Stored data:
○ ○ ○
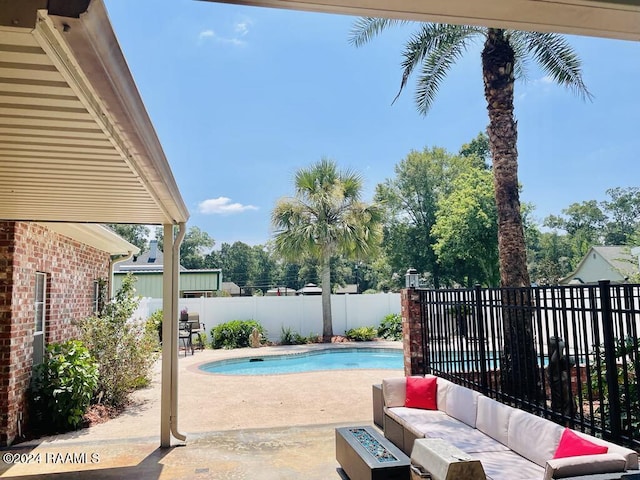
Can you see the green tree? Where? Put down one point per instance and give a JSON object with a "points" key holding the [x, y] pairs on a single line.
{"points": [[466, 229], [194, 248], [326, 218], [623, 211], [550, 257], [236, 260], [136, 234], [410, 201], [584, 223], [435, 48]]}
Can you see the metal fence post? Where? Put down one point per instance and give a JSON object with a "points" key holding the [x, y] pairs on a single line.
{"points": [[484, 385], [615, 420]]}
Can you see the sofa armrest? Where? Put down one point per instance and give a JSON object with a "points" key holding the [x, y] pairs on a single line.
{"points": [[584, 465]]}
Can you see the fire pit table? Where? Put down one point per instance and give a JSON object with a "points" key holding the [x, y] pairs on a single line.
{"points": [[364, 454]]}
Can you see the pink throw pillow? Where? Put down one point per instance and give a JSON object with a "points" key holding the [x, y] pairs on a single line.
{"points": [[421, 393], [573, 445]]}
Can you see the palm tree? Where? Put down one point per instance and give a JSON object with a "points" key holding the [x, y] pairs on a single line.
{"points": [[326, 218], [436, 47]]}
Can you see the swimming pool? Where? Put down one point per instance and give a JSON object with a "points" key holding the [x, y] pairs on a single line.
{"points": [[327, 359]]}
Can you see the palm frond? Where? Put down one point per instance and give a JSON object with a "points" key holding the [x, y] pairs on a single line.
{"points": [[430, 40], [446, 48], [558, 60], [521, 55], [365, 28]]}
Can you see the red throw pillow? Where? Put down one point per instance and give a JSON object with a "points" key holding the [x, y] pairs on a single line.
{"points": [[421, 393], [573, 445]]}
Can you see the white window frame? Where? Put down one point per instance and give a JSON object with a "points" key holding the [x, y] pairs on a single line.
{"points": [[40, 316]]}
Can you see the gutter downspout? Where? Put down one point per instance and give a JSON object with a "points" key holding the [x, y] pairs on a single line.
○ ○ ○
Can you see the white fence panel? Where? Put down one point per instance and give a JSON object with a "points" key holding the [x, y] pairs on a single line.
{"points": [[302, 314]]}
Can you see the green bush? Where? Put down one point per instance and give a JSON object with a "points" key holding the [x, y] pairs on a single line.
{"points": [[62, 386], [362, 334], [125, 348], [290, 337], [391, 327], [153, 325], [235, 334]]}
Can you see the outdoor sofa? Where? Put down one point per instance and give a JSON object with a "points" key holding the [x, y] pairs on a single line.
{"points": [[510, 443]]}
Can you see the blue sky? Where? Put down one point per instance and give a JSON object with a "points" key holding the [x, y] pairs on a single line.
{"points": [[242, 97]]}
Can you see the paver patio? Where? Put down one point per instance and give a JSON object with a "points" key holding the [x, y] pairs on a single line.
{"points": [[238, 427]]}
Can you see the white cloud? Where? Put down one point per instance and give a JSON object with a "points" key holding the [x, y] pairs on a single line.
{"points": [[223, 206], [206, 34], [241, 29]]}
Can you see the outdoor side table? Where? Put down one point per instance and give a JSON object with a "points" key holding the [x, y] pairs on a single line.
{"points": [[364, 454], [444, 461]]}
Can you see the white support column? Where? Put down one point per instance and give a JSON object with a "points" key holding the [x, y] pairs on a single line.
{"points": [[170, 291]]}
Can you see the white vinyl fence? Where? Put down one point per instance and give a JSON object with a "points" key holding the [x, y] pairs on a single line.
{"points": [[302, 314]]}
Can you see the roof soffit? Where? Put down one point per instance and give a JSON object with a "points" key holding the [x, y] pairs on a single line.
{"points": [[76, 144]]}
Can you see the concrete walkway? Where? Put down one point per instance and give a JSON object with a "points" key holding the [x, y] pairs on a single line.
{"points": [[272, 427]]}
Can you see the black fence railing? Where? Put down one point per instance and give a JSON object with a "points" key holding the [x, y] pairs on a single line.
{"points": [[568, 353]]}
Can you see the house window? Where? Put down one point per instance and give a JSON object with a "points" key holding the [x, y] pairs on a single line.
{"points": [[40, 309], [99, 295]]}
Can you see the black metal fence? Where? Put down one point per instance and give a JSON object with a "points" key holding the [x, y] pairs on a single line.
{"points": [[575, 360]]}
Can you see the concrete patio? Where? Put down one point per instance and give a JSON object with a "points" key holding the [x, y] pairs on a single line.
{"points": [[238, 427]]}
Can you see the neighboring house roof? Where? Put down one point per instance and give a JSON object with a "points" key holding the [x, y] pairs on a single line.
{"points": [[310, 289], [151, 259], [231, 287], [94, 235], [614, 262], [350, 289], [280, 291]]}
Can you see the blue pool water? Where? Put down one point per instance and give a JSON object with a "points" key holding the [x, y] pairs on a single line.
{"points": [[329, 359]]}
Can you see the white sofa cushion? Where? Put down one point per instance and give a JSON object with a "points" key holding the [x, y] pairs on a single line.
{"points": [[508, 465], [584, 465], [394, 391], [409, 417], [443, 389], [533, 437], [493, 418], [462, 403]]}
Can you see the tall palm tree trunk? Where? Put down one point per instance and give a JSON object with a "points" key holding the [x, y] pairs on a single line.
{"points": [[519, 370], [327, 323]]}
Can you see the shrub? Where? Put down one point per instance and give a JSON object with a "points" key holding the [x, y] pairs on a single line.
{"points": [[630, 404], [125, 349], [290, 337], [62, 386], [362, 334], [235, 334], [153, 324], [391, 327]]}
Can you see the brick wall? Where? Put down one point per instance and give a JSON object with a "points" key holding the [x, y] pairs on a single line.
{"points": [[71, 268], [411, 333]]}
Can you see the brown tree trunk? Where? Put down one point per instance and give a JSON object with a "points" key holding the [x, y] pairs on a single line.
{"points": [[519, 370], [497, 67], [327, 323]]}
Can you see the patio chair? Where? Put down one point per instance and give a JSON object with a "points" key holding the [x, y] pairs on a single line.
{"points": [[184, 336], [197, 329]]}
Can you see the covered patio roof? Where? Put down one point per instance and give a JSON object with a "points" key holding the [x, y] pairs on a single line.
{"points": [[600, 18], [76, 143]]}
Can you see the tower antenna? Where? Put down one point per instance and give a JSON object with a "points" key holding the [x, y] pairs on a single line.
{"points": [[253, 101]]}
○ ○ ○
* **WHAT YOU WILL DO**:
Give back precisely the lines above that start at the line containing "Can you see the red" and end at the line containing "Can you see the gutter", inclusive. No other lines belong in the output.

* **TASK OUTPUT**:
Can you see the red throw pillow? Where? Put down one point per instance and give a JSON object with a "points" key holding the [x, y] pairs on a single line.
{"points": [[421, 393], [573, 445]]}
Can you see the white window frame? Where? Put down one point per instance and give a JSON object with a "points" key holding the [x, y] pairs on a single line.
{"points": [[40, 316]]}
Can you see the gutter downspout? Where? Put down one point per instance and give a JSON object with a "points" key holding the [x, y] pairs on a single line.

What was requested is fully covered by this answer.